Your instructions:
Your output should be the entries below, from the first line up to and including the line with "Note: indicate the truck side", reproduced exactly and with no other lines.

**** Available data ****

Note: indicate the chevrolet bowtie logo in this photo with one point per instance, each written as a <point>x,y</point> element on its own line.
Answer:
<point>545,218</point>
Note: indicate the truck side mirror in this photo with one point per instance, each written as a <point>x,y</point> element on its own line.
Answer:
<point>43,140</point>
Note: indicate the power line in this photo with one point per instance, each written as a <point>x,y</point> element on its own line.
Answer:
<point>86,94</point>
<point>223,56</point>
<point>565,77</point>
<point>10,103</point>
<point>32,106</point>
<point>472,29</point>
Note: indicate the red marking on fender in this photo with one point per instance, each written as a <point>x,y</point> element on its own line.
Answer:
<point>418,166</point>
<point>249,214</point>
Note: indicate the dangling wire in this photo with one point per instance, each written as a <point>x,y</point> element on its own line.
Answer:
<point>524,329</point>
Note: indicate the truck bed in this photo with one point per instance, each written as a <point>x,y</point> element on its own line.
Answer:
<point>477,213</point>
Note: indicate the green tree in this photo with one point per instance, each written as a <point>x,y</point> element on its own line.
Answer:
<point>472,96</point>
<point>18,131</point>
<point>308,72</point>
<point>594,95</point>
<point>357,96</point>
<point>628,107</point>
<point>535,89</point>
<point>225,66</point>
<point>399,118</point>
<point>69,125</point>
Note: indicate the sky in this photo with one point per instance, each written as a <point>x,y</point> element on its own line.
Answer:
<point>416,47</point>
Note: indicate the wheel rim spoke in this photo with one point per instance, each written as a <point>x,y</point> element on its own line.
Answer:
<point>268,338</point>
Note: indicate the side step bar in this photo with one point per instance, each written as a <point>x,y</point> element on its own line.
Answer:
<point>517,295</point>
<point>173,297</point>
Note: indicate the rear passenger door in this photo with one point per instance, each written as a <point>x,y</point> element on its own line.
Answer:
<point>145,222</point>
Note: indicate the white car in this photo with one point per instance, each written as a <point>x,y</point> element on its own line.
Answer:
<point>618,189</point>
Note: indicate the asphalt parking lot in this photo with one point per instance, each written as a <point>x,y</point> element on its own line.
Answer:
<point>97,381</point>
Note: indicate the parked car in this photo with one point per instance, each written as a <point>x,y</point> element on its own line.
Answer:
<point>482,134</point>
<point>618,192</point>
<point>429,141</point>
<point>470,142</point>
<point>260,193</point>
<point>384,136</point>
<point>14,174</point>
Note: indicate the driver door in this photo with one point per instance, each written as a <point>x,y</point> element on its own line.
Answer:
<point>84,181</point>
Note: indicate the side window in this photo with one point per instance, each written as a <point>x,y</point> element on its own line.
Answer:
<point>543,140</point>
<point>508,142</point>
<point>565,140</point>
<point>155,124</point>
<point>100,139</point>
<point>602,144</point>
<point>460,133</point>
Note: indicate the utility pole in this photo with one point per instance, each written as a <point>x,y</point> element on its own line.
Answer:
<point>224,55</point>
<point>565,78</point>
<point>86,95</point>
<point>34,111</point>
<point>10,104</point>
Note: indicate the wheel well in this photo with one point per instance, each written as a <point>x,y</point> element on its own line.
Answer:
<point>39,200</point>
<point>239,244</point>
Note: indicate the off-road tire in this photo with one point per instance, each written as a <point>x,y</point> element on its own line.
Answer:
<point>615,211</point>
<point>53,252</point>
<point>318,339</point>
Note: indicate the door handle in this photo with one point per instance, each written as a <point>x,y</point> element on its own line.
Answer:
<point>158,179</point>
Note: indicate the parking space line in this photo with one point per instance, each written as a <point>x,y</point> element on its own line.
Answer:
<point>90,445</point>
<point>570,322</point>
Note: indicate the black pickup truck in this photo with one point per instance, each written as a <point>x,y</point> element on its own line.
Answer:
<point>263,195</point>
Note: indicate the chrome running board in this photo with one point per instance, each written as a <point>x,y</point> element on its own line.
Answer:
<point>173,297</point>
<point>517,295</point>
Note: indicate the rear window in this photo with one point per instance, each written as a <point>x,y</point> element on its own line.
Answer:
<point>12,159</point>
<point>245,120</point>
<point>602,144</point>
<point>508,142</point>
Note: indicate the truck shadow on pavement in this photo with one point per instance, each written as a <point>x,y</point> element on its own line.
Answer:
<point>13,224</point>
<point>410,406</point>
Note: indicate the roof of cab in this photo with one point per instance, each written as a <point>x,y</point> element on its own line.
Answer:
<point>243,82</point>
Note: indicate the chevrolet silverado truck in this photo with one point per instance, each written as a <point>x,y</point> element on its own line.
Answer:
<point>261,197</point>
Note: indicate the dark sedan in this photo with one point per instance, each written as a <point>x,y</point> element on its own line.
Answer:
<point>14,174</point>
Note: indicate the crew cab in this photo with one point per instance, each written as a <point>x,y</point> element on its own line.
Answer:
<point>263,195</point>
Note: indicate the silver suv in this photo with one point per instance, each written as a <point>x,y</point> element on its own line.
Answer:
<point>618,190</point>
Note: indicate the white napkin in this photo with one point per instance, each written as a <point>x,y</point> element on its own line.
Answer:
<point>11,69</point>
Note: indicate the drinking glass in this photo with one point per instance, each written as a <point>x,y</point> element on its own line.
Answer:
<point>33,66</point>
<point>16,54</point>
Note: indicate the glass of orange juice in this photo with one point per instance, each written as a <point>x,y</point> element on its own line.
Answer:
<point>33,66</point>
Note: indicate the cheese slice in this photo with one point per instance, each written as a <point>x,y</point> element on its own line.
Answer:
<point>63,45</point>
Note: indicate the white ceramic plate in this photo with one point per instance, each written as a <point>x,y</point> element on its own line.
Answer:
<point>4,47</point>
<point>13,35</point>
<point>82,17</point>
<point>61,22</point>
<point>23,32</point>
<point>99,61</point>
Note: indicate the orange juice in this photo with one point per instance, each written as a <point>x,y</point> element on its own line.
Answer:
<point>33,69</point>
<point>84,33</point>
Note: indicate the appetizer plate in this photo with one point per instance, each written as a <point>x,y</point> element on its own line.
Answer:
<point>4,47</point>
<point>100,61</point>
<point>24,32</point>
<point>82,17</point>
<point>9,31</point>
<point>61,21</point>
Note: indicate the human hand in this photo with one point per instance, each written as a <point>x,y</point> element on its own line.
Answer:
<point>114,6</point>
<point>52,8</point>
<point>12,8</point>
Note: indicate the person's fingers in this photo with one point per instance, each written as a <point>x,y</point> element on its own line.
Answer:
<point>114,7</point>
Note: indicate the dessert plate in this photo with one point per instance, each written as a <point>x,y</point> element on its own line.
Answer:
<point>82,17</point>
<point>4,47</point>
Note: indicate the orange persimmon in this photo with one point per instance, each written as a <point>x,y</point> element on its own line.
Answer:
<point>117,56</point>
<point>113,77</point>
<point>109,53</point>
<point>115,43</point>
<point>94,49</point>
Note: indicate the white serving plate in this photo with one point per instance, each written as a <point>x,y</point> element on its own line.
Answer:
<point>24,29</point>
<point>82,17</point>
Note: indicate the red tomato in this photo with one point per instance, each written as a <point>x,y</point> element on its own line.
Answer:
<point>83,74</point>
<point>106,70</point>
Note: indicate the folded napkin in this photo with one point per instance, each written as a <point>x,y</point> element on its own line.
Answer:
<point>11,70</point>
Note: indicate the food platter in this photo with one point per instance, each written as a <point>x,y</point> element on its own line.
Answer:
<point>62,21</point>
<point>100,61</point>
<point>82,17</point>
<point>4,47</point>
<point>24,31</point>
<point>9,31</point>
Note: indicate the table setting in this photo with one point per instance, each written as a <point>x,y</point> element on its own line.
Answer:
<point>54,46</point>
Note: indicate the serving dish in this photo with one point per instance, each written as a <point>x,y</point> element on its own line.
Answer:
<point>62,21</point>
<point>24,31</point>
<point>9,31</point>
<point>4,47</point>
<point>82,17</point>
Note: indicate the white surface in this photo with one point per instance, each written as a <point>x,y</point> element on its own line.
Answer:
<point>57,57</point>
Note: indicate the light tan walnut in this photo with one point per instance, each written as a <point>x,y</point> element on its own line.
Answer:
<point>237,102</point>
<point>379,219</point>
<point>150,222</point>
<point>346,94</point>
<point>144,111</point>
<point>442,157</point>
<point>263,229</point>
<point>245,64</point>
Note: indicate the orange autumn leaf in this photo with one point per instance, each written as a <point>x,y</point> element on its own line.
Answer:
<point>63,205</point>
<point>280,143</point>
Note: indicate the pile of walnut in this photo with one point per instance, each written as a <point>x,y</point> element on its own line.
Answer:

****

Result of the task:
Note: indicate the chevrolet bowtie logo in this photo with one point per instance, each written as a <point>x,y</point> element on its own line.
Answer:
<point>545,218</point>
Note: indicate the truck side mirror in this photo with one point per instance, each written as a <point>x,y</point> element on its own line.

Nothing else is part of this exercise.